2001’deki mutlak çöküşle birlikte yeni bir iktisadi zihniyete geçmek durumunda kalan Türkiye’de işler 2002 ile birlikte değişmeye başladı. Öncelikle yeni klasik ekonominin özel sektör eliyle gelişme şiarı kamu ekonomi politikalarının merkezine yerleşti. Bu doğrultuda, tasarrufları kara bir delik misali içine çeken kamu maliye sisteminde önemli reformlar yapıldı, yıllardır sürüncemede kalmış özelleştirmeler gerçekleştirildi, para politikası Hazine’nin vesayetinden önemli ölçüde arındırıldı. Bu sayede uygulanan enflasyon hedeflemesi politikaları büyük ölçüde başarılı oldu. Böylece yıllarca enflasyonist ortamda işletme sermayesinin vade yapısının yönetimine dayanan yönetim anlayışı, yerini operasyonel verimlilik, birleşmeler ve satın almalar yoluyla ölçek ekonomilerinden faydalanma, markalaşma gibi azalan kâr marjlarını artırmaya dönük faaliyetlere ağırlık veren yeni anlayışlara bıraktı. Bu durum şirketlerin insan kaynakları politikalarını da etkiledi. Daha az sayıda, daha genç ve motive kadrolarla daha fazla katma değer oluşturma düşüncesi, daha çok vurgulanır haline geldi.
2002-2009 döneminde istihdamın sektörel dağılımında da önemli dönüşümler gerçekleşti: Toplam istihdam içinde tarım sektörünün ağırlığı %34’ten %24’e inerken, hizmet ve sanayi sektörlerinin payları sırasıyla %42’den %50’ye ve %18’den %19’a yükseldi. Aynı dönemde ücretli çalışanların oranı %49’dan %60’a yükselirken, aile işçisi olarak çalışanların ve işverenlerin oranları sırasıyla %7 ve %3 azaldı. Hemen her sektörde, özellikle de tarımda kayıt dışı çalışma oranı azalsa da, halen kayıtlı çalışan sayısının yarısından fazla da kayıt dışı çalışan olduğu tahmin ediliyor. Ocak 2010 verilerine göre, sosyal güvenliği olan 15 milyon çalışan bulunurken, bakmakla yükümlü olunan kişiler de hesaba katıldığında bu rakam 58 milyona tekabül ediyor.
Bütün bu gelişmeler, aslında kamu sektörü eliyle değil, liberal politikalarla ve özel sektör eliyle ekonomik gelişimi yakalama düşüncesinin bir sonucuydu. Eğer Türkiye’de istihdam alanında politikalar geliştirilecekse, bu konuda tutarlı olmak ve özel sektörün ihtiyaçları doğrultusunda doğru işleri yapmak gerekir. Halihazırda özel sektörün acil çözüm bekleyen iki eleştirisi bulunuyor: istihdam üzerindeki vergiler ve kıdem tazminatı uygulamaları.

** Sağlanan Veriler **
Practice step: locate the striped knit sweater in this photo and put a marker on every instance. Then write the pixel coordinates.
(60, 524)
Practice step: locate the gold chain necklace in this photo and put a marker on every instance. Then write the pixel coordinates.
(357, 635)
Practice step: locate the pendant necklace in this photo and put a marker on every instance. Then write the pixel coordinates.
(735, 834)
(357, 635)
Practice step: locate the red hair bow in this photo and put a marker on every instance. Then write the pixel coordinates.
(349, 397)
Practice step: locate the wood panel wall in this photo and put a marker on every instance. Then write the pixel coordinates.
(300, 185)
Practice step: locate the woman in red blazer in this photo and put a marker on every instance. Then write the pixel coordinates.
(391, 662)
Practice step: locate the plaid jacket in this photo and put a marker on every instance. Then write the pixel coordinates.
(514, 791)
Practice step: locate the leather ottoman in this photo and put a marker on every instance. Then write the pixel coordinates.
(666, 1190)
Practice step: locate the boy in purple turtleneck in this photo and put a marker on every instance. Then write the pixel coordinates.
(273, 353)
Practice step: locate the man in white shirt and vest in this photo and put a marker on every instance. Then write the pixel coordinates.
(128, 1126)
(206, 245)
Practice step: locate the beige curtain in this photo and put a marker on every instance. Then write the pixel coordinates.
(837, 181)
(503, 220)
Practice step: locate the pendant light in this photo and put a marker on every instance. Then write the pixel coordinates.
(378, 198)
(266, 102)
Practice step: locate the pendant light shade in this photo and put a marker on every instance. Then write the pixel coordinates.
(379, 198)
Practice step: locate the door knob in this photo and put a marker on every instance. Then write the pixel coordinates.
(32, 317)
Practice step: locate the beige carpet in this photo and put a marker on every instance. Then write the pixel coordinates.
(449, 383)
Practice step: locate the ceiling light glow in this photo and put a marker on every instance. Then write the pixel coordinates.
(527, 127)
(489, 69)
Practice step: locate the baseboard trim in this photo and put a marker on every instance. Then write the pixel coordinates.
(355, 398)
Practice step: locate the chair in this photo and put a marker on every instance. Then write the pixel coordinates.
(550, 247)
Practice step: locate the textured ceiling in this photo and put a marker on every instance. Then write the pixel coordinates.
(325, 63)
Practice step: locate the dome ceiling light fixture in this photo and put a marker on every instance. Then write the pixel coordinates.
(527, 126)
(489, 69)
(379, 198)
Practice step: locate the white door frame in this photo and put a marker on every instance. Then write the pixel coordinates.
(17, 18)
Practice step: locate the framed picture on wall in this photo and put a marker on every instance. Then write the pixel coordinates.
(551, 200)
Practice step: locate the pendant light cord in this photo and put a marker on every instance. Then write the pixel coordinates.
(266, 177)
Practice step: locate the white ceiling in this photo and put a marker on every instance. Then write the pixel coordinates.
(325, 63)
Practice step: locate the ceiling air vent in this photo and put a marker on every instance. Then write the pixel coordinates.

** Görev **
Türkiye'de ekonomi ve istihdam konulu metne göre aşağıdaki soruları yanıtlayınız.
1. Metinde büyük ölçüde başarılı olduğu belirtilen politikalar hangileridir?
2. 2002-2009 döneminde tarım sektörünün toplam istihdam içindeki ağırlığı yüzde kaçtan yüzde kaça inmiştir?
3. Özel sektörün acil çözüm bekleyen iki eleştirisi nelerdir?

** Sonuç **
1. Enflasyon hedeflemesi politikaları.
2. %34'ten %24'e.
3. İstihdam üzerindeki vergiler ve kıdem tazminatı uygulamaları.